→ **Your objective**:
Rewrite all of the material below as a numbered list with one line per item, leaving out any blank lines.

→ **Material to process**:

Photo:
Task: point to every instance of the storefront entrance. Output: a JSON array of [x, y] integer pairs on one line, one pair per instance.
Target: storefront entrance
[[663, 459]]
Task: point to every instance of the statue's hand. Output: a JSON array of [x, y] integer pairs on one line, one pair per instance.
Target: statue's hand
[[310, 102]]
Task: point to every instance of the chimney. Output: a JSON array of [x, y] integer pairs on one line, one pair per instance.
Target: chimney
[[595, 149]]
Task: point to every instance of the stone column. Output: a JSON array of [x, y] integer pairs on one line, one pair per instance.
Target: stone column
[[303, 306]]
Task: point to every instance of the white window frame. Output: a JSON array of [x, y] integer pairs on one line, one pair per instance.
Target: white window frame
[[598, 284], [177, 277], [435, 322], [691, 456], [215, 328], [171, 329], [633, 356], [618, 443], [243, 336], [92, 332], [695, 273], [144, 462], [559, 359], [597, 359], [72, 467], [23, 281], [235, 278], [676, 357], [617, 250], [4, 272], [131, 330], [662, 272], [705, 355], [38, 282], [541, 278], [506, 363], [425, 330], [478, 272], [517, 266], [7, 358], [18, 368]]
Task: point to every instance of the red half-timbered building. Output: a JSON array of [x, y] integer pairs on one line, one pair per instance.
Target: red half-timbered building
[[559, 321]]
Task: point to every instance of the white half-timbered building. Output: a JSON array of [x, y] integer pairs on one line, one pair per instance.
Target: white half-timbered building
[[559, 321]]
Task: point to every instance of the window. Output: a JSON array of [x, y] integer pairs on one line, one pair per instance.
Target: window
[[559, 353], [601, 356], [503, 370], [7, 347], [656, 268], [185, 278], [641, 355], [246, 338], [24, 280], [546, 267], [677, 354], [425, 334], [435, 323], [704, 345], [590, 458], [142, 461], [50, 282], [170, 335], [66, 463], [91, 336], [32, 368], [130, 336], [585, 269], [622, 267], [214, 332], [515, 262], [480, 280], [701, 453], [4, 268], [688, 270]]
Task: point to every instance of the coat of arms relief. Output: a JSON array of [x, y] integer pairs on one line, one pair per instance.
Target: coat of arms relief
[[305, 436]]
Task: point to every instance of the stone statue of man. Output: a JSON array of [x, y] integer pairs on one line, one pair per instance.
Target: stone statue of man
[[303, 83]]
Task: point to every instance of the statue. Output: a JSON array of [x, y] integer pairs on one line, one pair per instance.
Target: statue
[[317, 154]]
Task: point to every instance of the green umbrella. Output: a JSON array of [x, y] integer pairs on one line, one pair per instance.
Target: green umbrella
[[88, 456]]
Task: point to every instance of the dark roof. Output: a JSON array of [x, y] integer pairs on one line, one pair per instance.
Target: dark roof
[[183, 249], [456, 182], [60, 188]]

→ **Output for this exercise**:
1. Photo:
2. Task: point to every instance of the storefront entrance. Output: a JSON array of [x, y] integer pairs on one line, one pair per instance.
3. Target: storefront entrance
4. [[663, 459]]
5. Task: point to every instance of the statue's hand. Output: a JSON array of [x, y] integer pairs on one line, one pair per instance.
6. Target: statue's hand
7. [[310, 102]]
8. Task: point to every instance of the chimney. Output: a JSON array of [x, y] integer pairs on one line, one pair per instance.
9. Target: chimney
10. [[595, 149]]
11. Task: point to every instance of the stone column. Output: a JSON array of [x, y] integer pairs on one line, one pair per instance.
12. Target: stone column
13. [[303, 306]]
14. Task: point to every instance of the white window frame. Output: a JSON array of [x, y] integer pairs on one line, one pair per instance.
15. Target: white window frame
16. [[598, 284], [177, 277], [435, 322], [691, 456], [215, 328], [171, 329], [633, 356], [618, 443], [243, 336], [92, 332], [695, 273], [144, 462], [559, 359], [597, 359], [72, 467], [23, 281], [235, 278], [676, 357], [617, 250], [4, 272], [131, 330], [662, 272], [705, 355], [38, 282], [541, 278], [506, 363], [425, 330], [478, 272], [517, 266], [7, 358], [18, 368]]
17. Task: point to every instance of the red half-timbered building. Output: a JSON array of [x, y] integer pairs on one line, one pair per instance.
18. Target: red half-timbered building
19. [[559, 321]]
20. Task: point to every instance of the white half-timbered building. Output: a JSON array of [x, y] integer pairs on one line, one pair per instance.
21. Target: white half-timbered building
22. [[559, 321]]
23. Task: point to every instance of the window. Output: a JSON array of [x, y] integer pairs on one line, one pair per instance.
24. Target: window
25. [[559, 353], [601, 356], [503, 370], [7, 347], [656, 268], [185, 278], [641, 355], [246, 338], [24, 280], [546, 267], [677, 354], [425, 334], [435, 323], [704, 345], [590, 458], [142, 461], [50, 282], [170, 335], [66, 463], [91, 336], [32, 368], [130, 336], [585, 269], [622, 267], [214, 332], [515, 262], [480, 280], [701, 453], [4, 268], [688, 270]]
26. Task: point to every instance of the coat of arms relief. Output: a JSON array of [x, y] integer pairs on one line, one pair per instance.
27. Target: coat of arms relief
28. [[305, 436]]
29. Task: point to every instance of the stone statue of man. Output: a JSON array of [x, y] integer pairs on one line, one pair per instance.
30. Target: stone statue of man
31. [[303, 83]]
32. Task: point to every instance of the statue. Output: a JSON array of [x, y] integer pairs on one line, one pair per instance.
33. Target: statue
34. [[317, 154]]
35. Task: point to every instance of the green umbrella. Output: a JSON array of [x, y] integer pairs on one line, one pair per instance.
36. Target: green umbrella
37. [[88, 456]]
38. Task: point to every instance of the dark roof. Output: a JSON array of [x, y] integer pairs on one line, one pair per instance.
39. Target: dark roof
40. [[183, 249], [456, 182], [60, 188]]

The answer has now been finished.